From the data below, return all lines holding the string "helmet".

Photo-based referring expression data:
══════

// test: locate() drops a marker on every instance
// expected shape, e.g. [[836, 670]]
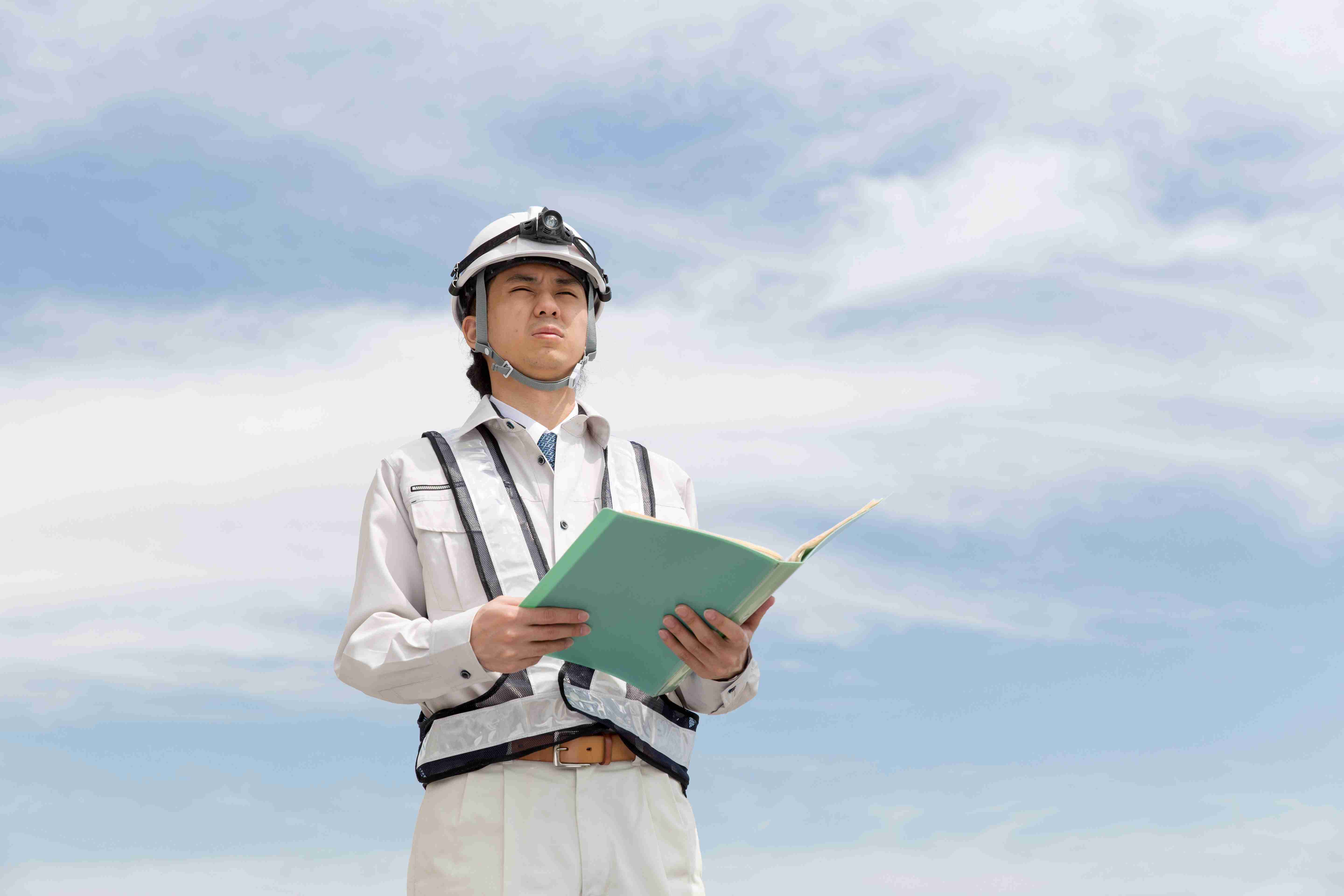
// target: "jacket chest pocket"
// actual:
[[445, 554]]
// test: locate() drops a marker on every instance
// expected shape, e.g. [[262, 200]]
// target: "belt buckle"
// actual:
[[556, 761]]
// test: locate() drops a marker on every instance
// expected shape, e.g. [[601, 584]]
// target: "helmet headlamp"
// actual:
[[546, 228]]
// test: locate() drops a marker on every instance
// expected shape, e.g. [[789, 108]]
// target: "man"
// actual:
[[541, 777]]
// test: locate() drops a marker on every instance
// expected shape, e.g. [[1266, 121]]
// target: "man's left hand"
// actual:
[[698, 644]]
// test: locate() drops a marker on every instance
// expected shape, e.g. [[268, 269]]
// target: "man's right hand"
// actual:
[[509, 639]]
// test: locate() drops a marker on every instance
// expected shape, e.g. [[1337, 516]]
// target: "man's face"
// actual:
[[538, 319]]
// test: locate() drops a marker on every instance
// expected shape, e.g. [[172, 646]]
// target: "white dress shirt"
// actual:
[[533, 428]]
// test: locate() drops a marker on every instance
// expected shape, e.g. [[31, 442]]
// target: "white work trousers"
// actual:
[[532, 830]]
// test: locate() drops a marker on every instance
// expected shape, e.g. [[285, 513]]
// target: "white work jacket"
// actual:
[[417, 590]]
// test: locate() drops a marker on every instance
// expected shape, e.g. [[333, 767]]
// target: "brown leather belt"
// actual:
[[591, 750]]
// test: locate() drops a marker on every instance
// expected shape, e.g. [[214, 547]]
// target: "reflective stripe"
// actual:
[[467, 511], [497, 726], [638, 719], [642, 459]]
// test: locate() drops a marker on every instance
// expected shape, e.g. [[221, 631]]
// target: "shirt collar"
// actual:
[[514, 414], [581, 420]]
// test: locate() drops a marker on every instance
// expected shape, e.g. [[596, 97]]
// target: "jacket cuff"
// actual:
[[711, 696], [451, 647]]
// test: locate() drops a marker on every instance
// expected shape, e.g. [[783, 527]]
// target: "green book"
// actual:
[[628, 571]]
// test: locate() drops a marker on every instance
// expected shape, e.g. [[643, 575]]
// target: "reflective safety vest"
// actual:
[[513, 718]]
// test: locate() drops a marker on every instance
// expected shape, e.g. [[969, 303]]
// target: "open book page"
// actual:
[[811, 545], [746, 545], [803, 550]]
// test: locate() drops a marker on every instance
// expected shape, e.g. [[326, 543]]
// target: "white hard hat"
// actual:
[[537, 236]]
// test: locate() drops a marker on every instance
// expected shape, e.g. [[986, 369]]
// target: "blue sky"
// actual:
[[1065, 281]]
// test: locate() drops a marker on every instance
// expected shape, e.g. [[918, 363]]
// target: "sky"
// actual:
[[1061, 279]]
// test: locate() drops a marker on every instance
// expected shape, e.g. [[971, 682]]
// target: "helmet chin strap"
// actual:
[[502, 366]]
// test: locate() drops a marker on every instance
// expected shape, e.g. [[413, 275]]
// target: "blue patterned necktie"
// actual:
[[548, 445]]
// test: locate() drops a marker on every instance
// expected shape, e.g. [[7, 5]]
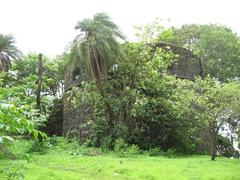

══════

Result:
// target: "helmet headlamp"
// target: "helmet chin strap"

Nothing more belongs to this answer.